* **Things to do**
1. In the Tiguan and Forester comparison below, what does the Subaru Forester 2.0 XT Premium cost before on-road costs?
2. Write the next few paragraphs of the Tiguan versus Forester comparison below, picking up after its final sentence.

Volkswagen Tiguan 162TSI Highline R-Line v Subaru Forester XT Premium comparison

You've decided you need a mid-sized crossover. But at the same time, you don't want some boring econobox with snooze-worthy performance.

You want something with at least the pretence of being a little dynamic, because you're still a car-lover. In another era you may have owned a hot hatch or nimble coupe.

Here are two of the best options you can buy, especially if you can't stretch to a proper premium offering.

The just-launched Volkswagen Tiguan 162TSI Highline and the well-established Subaru Forester XT Premium both offer turbocharged petrol engines, all-wheel drive and extensive lists of standard features in practical and high-riding bodies.

Moreover, they both offer a little brand cachet, given their links to the Volkswagen Golf GTI and Subaru WRX respectively. Neither may be perfect examples of having your fast and practical cake and eating it too, but they come closer than most.

Which is our pick?

Price and specifications

The Subaru Forester 2.0 XT Premium costs $48,240 plus on-road costs, compared to $48,490 for the Volkswagen Tiguan 162 TSI Highline. However, options on the German totalled $6700 as tested, widening the differential. Yes, as you’ll see, they’re desirable.

Both models come with seven airbags, ISOFIX points, autonomous emergency braking (AEB), lane assist and a rear-view camera. Both also have five-star ANCAP ratings, though the Forester was tested back in 2013, against easier metrics than the Tiguan.

Each also comes with leather seats (both have heating and electric operation up front, driver-only for the VW), rain-sensing wipers, touchscreens, satellite-navigation, eight speakers, Bluetooth audio/phone, USB/Aux-in points, push-button start, keyless go and electric tailgate.

Other features on each? Try LED headlights and daytime running lights, 18-inch alloy wheels and roof rails.

Despite being the cheaper car, the Forester has a few standard features the Tiguan lacks, including adaptive cruise control, a traffic jam start reminder, a sunroof ($2000 extra on the Volkswagen) and an extra USB point — two in total.

Countering this, only the Tiguan gets park assist, a bigger touchscreen (8.0-inch compared to 7.0-inch), Apple CarPlay/Android Auto phone mirroring and climate control temperature adjustment in the back.

At base level it’s actually a close battle, though the Forester get the nod, despite its inferior infotainment, because adaptive cruise is more practical every day than park assist, and a sunroof is an everyday joy. But it’s damned close.

* **Dataset extract**
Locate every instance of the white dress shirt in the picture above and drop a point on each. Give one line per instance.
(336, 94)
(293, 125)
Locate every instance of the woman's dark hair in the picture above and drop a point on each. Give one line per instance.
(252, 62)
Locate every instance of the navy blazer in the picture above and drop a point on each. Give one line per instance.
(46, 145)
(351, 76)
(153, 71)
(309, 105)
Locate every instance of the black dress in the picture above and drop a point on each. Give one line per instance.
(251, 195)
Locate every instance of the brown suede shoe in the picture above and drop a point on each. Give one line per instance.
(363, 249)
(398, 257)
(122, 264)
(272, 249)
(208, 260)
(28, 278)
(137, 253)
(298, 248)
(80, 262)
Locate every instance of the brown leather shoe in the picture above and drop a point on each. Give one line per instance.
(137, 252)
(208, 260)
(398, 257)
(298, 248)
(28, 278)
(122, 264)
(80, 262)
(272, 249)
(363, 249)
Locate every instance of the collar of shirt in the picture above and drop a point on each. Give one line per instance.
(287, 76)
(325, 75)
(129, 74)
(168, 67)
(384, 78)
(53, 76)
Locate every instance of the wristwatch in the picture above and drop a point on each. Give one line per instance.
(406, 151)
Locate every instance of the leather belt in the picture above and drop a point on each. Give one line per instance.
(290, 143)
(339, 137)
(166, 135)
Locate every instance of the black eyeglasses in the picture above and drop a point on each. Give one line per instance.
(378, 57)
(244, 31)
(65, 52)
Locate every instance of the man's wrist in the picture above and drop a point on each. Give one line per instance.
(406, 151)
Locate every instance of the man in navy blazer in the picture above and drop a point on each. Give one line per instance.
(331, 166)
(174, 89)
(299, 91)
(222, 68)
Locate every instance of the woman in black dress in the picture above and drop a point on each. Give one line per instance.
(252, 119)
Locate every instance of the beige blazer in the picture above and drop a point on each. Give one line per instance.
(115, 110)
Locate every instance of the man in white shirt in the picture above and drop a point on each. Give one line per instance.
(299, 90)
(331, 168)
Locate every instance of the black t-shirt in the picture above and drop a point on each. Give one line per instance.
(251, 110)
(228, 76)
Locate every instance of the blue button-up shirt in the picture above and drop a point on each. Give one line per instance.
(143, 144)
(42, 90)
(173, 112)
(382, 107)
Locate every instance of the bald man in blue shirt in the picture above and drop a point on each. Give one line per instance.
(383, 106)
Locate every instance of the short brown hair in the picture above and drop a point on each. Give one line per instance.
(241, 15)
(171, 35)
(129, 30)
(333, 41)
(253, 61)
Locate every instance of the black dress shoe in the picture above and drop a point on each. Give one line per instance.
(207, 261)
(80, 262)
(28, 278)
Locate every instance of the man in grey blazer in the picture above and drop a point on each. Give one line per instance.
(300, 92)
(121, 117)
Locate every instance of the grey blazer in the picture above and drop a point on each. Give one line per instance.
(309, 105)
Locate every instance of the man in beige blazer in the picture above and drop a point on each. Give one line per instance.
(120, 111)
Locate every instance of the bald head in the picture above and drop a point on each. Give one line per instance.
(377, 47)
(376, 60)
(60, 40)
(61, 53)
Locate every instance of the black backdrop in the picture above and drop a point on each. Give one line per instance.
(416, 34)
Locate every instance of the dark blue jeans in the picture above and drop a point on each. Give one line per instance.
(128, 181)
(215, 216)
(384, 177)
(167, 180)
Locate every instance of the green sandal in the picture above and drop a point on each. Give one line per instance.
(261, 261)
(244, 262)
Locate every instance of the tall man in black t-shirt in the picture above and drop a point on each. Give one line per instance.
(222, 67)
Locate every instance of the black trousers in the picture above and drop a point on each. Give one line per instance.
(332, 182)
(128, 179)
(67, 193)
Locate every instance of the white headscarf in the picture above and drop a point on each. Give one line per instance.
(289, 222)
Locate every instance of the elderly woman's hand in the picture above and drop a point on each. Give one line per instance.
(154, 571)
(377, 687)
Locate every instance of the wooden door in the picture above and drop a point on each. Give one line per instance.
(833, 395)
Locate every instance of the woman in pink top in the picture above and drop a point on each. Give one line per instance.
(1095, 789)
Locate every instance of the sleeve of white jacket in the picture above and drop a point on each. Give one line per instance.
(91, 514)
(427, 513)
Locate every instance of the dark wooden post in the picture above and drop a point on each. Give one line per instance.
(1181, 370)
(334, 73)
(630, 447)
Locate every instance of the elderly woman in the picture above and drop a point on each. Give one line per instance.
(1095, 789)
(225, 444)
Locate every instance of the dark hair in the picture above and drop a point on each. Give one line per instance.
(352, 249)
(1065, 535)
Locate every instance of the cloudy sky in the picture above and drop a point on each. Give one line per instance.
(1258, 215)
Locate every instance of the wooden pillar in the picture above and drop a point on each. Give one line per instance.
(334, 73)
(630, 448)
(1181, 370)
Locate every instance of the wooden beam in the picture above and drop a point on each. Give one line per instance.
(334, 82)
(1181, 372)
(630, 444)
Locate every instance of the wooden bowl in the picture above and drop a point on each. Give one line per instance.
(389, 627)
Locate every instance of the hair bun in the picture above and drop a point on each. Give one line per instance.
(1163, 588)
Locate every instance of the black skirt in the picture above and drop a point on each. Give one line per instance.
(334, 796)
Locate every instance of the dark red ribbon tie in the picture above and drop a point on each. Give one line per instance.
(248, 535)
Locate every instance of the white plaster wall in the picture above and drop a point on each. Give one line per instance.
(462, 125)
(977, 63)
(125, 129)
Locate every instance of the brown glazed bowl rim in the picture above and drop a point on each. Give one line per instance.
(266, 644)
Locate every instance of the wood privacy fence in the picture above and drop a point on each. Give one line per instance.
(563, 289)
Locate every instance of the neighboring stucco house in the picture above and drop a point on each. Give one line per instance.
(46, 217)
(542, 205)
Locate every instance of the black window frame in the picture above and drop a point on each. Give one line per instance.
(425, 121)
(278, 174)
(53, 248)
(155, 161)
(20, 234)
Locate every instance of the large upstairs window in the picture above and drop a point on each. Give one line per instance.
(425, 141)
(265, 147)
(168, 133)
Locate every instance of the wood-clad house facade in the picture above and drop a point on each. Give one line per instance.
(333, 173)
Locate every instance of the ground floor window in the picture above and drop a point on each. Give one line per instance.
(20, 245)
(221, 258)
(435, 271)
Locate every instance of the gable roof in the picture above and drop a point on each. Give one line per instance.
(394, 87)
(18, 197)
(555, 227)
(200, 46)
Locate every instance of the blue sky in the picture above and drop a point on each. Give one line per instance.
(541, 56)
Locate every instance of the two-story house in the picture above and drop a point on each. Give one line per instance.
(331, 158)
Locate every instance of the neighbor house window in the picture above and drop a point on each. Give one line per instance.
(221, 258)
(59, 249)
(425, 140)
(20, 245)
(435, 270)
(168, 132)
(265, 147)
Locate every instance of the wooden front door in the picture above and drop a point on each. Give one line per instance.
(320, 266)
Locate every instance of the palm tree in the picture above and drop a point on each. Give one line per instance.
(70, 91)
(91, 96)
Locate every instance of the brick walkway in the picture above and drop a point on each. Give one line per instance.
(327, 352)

* **Answers for the exercise**
1. $48,240

2.
One thing to note: the Volkswagen’s options on test include the $2000 Driver Assist pack (adaptive cruise, side assist, rear cross-traffic alert, the brilliant 12.3-inch Active Info Display digital driver’s instruments, power-folding door mirrors and a 360-degree camera).

There’s also the $4000 R-Line package as fitted, which brings the menacing 20-inch wheels that really ‘make’ the car, a subtle body kit, adjustable dampers to soften the ride, and a progressive steering rack. There’s also $700 extra for metallic paint.

Once you add these extras, and take the price towards $56k, you’re stepping on the toes of premium brands. However, you’re also getting a number of very premium features that put the Tiguan into a new ballpark entirely. If you can afford to splurge, you should.


Pictured: Subaru Forester

If hard-wearing materials and simple operation are your priorities, you'll do well with the Forester.

All the niceties of a near $50k car are here – good leather seats and steering wheel, glossy black and nice metallic highlights – but there are also watch bezel-like knurled ventilation dials and numerous tough and easy to clean contact points.

Additionally, the large sunroof, deep rectangular side windows and slim A-pillars make outward visibility outstanding, given all occupants a 'breezy' feel. And the brilliant front extendable sun-blinds are perfect for dawn/dusk.

Pictured: Subaru Forester

Yet some of the material quality is inferior, one example being the flimsy (albeit deep) door pockets. It doesn't quite exude the same premium feel as the German, despite the price parity sans options.

We also found the air conditioning a little lacking on a very hot day with three occupants, and the seven-inch screen lacks the modern phone mirroring of the Tiguan.

At least the Bluetooth is rapid to re-pair and offers good sound quality, and the small digital display atop the fascia has some cool tech-y information such as torque distribution.

Pictured: Volkswagen Tiguan

The Tiguan is familiarly semi-premium, as befits Volkswagen's brand positioning. The thudding doors, flocked door pockets, soft-touch materials and good build quality all feel worthy of the price, though the plastic surrounding the touchscreen is a little cheap.

There's a sense of class lacking in the Subaru, which is comparatively long in the tooth, something that explains the VW's superior display with swiping and phone mirroring, and better audio quality overall. Yet it's a little slower to load, oddly.

The R-Line pack's seats, as tested, are also marginally more comfortable, but unlike the Forester, the passenger chair's adjustments are manual.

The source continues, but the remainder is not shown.